··· DATA FOR THIS TASK
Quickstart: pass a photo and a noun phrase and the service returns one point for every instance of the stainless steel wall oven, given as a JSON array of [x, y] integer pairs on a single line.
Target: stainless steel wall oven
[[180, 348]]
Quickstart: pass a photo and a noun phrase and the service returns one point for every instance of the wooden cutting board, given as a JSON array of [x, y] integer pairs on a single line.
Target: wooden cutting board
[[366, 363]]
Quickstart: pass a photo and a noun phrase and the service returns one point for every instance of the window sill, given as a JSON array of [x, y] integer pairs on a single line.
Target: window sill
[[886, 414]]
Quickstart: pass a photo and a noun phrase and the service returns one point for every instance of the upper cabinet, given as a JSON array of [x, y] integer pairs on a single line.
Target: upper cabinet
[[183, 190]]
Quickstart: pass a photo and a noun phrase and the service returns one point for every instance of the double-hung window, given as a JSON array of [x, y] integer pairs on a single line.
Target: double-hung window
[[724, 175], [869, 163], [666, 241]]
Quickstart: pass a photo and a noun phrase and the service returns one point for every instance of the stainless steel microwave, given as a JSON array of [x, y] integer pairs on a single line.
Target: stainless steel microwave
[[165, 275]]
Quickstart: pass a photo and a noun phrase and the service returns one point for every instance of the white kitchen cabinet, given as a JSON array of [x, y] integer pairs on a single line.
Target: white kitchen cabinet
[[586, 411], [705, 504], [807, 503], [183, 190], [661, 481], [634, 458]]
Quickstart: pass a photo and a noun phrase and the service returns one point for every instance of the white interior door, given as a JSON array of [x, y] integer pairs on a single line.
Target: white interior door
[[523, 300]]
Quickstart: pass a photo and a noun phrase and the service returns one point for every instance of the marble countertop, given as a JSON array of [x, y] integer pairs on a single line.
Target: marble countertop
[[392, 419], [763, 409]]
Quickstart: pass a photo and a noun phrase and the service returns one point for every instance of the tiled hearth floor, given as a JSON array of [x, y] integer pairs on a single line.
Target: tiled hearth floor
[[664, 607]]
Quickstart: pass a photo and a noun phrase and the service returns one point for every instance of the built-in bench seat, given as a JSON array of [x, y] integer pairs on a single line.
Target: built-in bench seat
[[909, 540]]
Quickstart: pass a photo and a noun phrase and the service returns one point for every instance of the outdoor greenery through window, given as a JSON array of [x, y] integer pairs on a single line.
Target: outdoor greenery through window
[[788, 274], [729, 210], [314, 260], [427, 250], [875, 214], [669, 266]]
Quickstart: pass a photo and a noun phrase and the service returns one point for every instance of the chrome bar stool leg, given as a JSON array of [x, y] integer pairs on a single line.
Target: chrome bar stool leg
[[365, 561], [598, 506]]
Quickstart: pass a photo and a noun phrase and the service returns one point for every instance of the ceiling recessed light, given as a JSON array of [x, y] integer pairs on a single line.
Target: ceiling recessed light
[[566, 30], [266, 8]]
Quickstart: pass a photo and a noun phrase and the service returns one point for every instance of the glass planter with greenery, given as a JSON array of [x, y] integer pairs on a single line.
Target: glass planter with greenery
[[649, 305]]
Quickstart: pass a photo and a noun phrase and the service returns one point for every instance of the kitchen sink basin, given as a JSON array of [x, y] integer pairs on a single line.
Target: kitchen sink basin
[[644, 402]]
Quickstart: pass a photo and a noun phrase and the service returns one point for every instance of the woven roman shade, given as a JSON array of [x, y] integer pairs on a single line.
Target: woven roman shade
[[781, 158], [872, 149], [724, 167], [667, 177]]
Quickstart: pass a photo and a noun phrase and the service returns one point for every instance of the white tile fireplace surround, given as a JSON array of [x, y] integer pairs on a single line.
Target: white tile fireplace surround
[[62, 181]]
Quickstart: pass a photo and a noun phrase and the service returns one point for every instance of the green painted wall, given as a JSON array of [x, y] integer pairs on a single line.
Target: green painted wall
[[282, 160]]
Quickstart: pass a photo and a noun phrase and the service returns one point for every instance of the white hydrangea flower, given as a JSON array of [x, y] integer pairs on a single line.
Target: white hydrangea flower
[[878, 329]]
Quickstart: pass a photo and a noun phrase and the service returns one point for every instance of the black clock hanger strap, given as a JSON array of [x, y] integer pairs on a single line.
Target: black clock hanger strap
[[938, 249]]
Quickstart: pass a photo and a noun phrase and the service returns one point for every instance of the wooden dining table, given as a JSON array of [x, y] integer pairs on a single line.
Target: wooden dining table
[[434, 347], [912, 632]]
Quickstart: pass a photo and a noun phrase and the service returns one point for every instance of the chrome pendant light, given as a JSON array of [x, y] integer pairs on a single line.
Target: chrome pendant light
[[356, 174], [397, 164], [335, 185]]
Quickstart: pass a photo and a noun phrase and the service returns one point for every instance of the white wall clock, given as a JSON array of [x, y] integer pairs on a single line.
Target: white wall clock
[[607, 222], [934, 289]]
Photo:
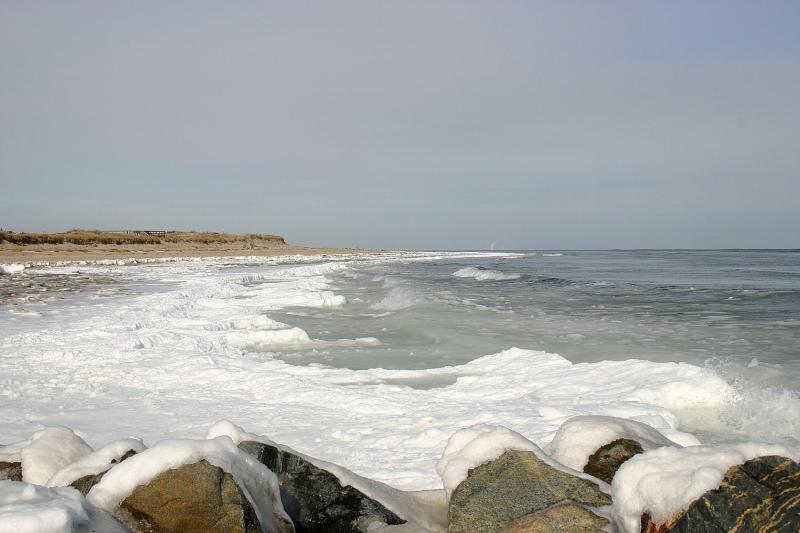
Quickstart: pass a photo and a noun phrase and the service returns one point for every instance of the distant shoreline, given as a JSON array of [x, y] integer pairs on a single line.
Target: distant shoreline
[[175, 245]]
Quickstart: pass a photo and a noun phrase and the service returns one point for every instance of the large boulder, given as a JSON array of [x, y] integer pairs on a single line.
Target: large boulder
[[605, 462], [763, 494], [521, 492], [193, 497], [193, 485], [315, 499]]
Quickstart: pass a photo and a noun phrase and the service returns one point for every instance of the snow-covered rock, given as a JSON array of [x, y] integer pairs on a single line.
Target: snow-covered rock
[[581, 436], [258, 485], [45, 453], [96, 462], [663, 481], [27, 508], [503, 482]]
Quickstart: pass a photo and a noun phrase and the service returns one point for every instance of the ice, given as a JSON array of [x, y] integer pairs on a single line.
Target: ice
······
▸ WHAT TO PRODUCE
The entries above should be given again exactly, minus any pictures.

▸ TASK OUTPUT
Quickstart: pass a photo and a noun phrase and the service returns one point for every instance of the stainless steel wall oven, given as a JSON array of [x, y] integer pairs on a single line.
Target: stainless steel wall oven
[[180, 348]]
Quickstart: pass a photo and a noun phrase and the service returns one point for every instance of the wooden cutting board, given as a JSON array of [x, y] integer pairs on a single line.
Target: wooden cutting board
[[366, 363]]
Quickstart: pass a photo and a noun phrase and the service returns one point for every instance of the window sill, given as a JSON array of [x, y] integer pairs on a single line.
Target: window sill
[[886, 414]]
Quickstart: pass a photo and a noun phrase and the service returns one point for every instance of the upper cabinet, given as a JSON array of [x, y] integer pairs on a single line.
Target: upper cabinet
[[183, 190]]
Quickstart: pass a photo and a noun phrase and the service returns one point for every instance of the double-hung window, given as a JSON array of [x, y] integer pairs on a single line.
Target: double-hung window
[[724, 175], [869, 163], [666, 241]]
Quickstart: pass a photo and a noun phrase and the service returns one point for every instance of the stainless steel microwave, given as a JSON array of [x, y] integer pairs on a single line.
Target: stainless steel microwave
[[165, 275]]
Quickstart: pass a photo and a noun phrase and the service returns one point for every instance of the white kitchen cabinet, given as a JSON array of [x, y] integer pairs on a single line.
Target: white kitchen cabinet
[[586, 411], [705, 504], [807, 503], [183, 190], [661, 481], [634, 458]]
Quickstart: pass a photo and a noun phrase and the service returns one point for every instance of the white interior door, given as a JSON array of [x, y] integer pairs on a single line.
Target: white interior door
[[523, 300]]
Quickstart: pass a photo and a noun phrase and the service returns one point for every instance of the marble countertop, given as a JSON array of [x, y] integer pairs on a single line.
Target: marble countertop
[[392, 419], [763, 409]]
Quickstart: pass a photo and a noun phrase and the service returns one point for every instance of the tiled hearth floor, given as a JSON array of [x, y] integer pairs on a single line.
Target: tiled hearth floor
[[664, 607]]
Quickstart: pass a photo and a noun phrase and the service returns one point for every instance of the built-in bench seat, given as a JSON array of [x, y] integer pairs on a single line.
Target: built-in bench seat
[[909, 540]]
Quickstart: pass a photo and a noun phrase and the service returns one point for every instance of the outdoor greenery through window, given as a JSON array of [x, y] integer pairs on a single line.
Target: outdoor greenery through window
[[788, 274], [729, 210], [314, 260], [427, 250], [875, 214], [669, 266]]
Quickstart: pass a photo and a noun phrase and the service returns one point for every instance of the chrome bar stool leg, given as a JSON array of [x, y] integer pairs on a single line.
Target: chrome bar stool leg
[[365, 561], [598, 506]]
Quickstart: pass a photo and a noun phrase and the service returns one point for every instance of the ceiling recessed light, given as a JSON array of [x, y] integer pairs on a single line.
Target: ceiling recessed light
[[566, 30], [266, 8]]
Quickstart: pass a photo and a noun phrase and the service returns one point for every instance of the glass planter with greenery, given as a JSON array of [x, y] integer pairs on a single line.
Target: glass planter with greenery
[[649, 305]]
Quickstart: pass a photo and a noun phrase and the service returns one point for every instance of the kitchen sink basin, given as a JSON array of [x, y] integer pairs on a single line.
Target: kitchen sink basin
[[644, 402]]
Quickstart: pass a photo and a noun phrase and the service returns one point for every instance of the woven roman shade, given as a JSON array of [x, y] integer pairs on a single line.
Target: woven roman shade
[[781, 158], [872, 149], [724, 167], [667, 177]]
Quickstart: pass a photo and a noun phrase and the service returns one point for every instance of the white tile fireplace surround, given as a JSON array of [x, y] integer pairs on a single line.
Target: white tile fireplace surround
[[62, 181]]
Quickstart: pass a photo and a noun phrase and the service returns one point for every instance of the green painted wall, given as a JSON array of [x, y] integer pairs on a single line.
Target: green painted wall
[[282, 160]]
Quickstart: pass a photo and a noun phrase and the service returns one point for every instance of the white hydrangea flower, given as a JSON array of [x, y] integer pairs on a single line.
Target: white hydrangea flower
[[878, 329]]
Quickstart: pass a photo and a noun phrase and the service returns one point for every instance of the black clock hanger strap, given as a JSON array of [x, y] integer pairs on a single line.
Target: black clock hanger strap
[[938, 249]]
Quickstart: pass a photo and a noun phrase and the service returns one point for every instance of the wooden dining table, given as a JSON array of [x, y] integer pairs on a single line.
Target: wooden dining table
[[434, 347], [912, 632]]
Quickstart: pass a photo and a noun phrase and the service returns one point for every instance of the chrome pendant light, given as a JSON array of [x, y] integer pairs on a single line.
Target: chrome pendant light
[[356, 174], [397, 164], [335, 185]]
Quickstart: pass a photo and a noun phrase and the service returns one point for every instance of the white wall clock, given as a JSON array of [x, y] integer pairs on a single line.
Target: white wall clock
[[607, 222], [934, 289]]
Photo:
Quickstart: pass a photo and a noun phrase and the service returns one point for every instance of the distant shoreline, given as a JSON array of [x, y] integer pairs on a single line.
Target: distant shoreline
[[175, 245]]
Quickstart: pass a photo and a noun phrase and the service returns one point for every instance of the large boulder, given as a JSON array of [x, y] integer pairs on a single line.
Target: large boulder
[[605, 462], [763, 494], [521, 492], [193, 497], [193, 485], [315, 499]]
Quickstart: pass a photo and a noun phrase and the service returns one point for every instance of the snow-covered rock, given as a JSON array of [x, y] integer pairs on a single line.
Target: snow-covered rock
[[581, 436], [258, 485], [45, 453], [96, 462], [663, 481], [27, 508], [503, 482]]
Quickstart: pass a photo and a noun phrase and the service returns one point for every instance of the ice, given as a JSON array of [x, y] integer pairs on a single line.
Target: ice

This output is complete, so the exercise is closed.